(Document excerpt)
Clint Sampson, a conservation officer with the Utah Division of Wildlife Resources, puts an evidence tag on the antlers of a buck whose skeletal remains were found Sunday, Jan. 29, 2012, in the Bookcliffs, Uintah County. DWR is conducting an unprecedented number of winter range patrols in an effort to reducing poaching.
Geoff Liesik, Deseret News
THE BOOKCLIFFS, Uintah County — The headless deer carcass on the side of the Kings Well Road is cause for suspicion.
An examination of the pelvis shows that this desiccated tangle of bones and hide was once a healthy buck.
For Clint Sampson, a conservation officer with the state Division of Wildlife Resources, the absence of a head means the deer may have been poached.
"Where these deer hang out in these canyons makes it really easy for them to be seen from the road and shot from the road, too, without many people finding out about it," Sampson said.
He donned black latex gloves and began processing the potential crime scene, taking photos, recording GPS coordinates and collecting DNA samples.
"We've made a lot of cases with DNA," Sampson said, noting that officers can match the genetic material recovered in the field to meat in a poacher's freezer, a deer head mounted on the poacher's wall or even a few tufts of deer hair in a vehicle.
For the past four months, Sampson and other state wildlife officers have been keeping a close eye on the winter range used by Utah's deer herds. The animals are at their most vulnerable from November to March and tend to congregate in areas that make them easier to poach.
Numbers compiled by the DWR show that officers worked nearly 7,000 extra hours between Nov. 1 and Feb. 1, conducting patrols on the ground and in the air. They made contact with more than 4,300 people and confirmed the illegal killing of 63 deer with an aggregate value of $116,400.
"I have a difficult time putting a finger on the number of 'poachers' that we've caught, but can tell you that we've made some very significant cases involving the illegal killing of deer since the effort began," DWR Capt. Tony Wood said.
"Many of these cases have yet to be filed in the court system and those that have are still being adjudicated," he said.
Still, the saturation patrols on the winter range appear to be having the desired effect. During the winter of 2010-11, DWR officers identified 82 deer that had been illegally killed, Wood said.
"Our intention with this (saturation patrol) effort was to take a proactive stance and deter poachers from taking advantage of the deer herds' inherent vulnerability this time of year," he said.
(End Document excerpt)
(Input data)
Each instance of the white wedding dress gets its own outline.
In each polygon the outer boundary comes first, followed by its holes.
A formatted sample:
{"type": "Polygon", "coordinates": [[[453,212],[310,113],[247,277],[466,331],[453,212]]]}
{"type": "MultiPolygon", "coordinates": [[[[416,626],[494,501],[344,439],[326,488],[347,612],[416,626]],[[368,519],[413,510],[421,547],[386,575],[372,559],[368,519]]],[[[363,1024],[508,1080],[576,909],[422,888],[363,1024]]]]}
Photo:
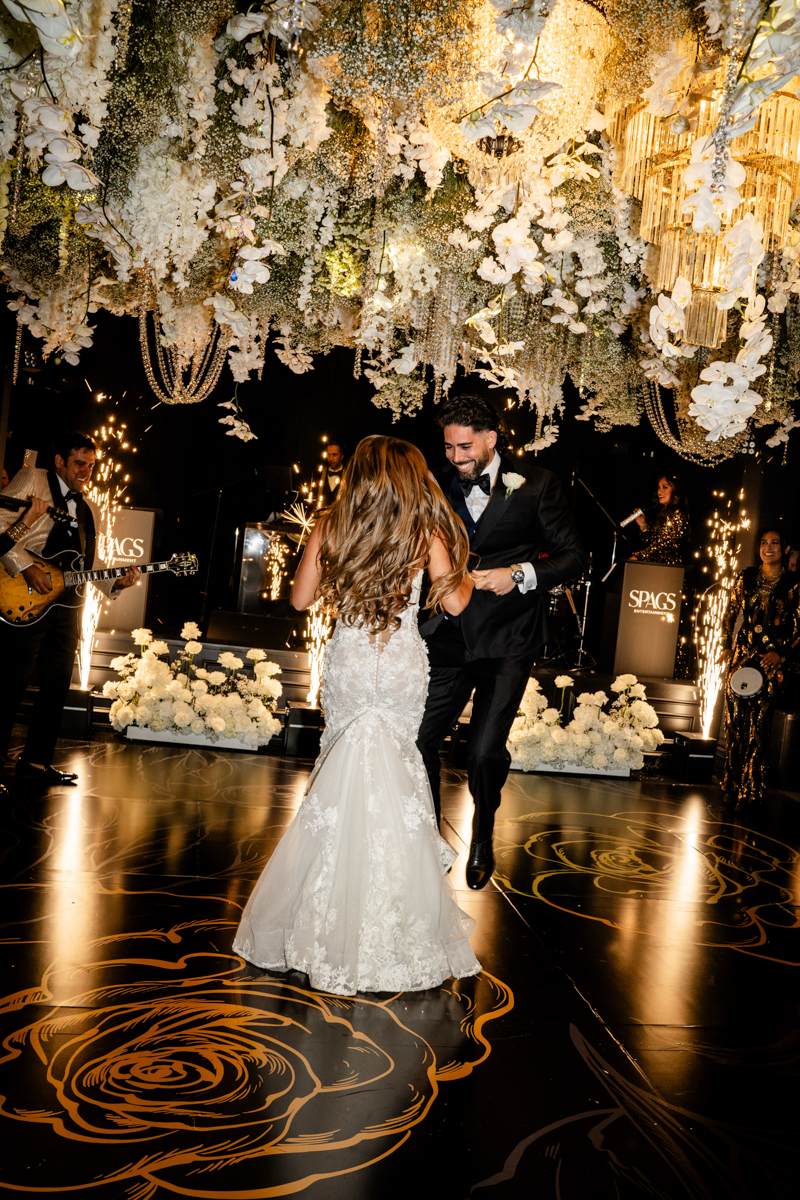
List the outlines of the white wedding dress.
{"type": "Polygon", "coordinates": [[[234,950],[313,988],[419,991],[477,974],[416,736],[428,689],[420,578],[380,642],[342,622],[327,643],[325,732],[302,805],[247,901],[234,950]]]}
(End Input data)
→ **Problem set**
A) List the actions the poaching-patrol article names as part of how Sampson processed the potential crime scene.
B) Answer from the poaching-patrol article:
(i) Which road was the headless deer carcass found beside?
(ii) About how many extra hours did officers work between Nov. 1 and Feb. 1?
(iii) How many illegally killed deer did DWR officers identify during the winter of 2010-11?

→ **Answers per task**
A)
- Taking photos
- Recording GPS coordinates
- Collecting DNA samples

B)
(i) The Kings Well Road
(ii) Nearly 7,000
(iii) 82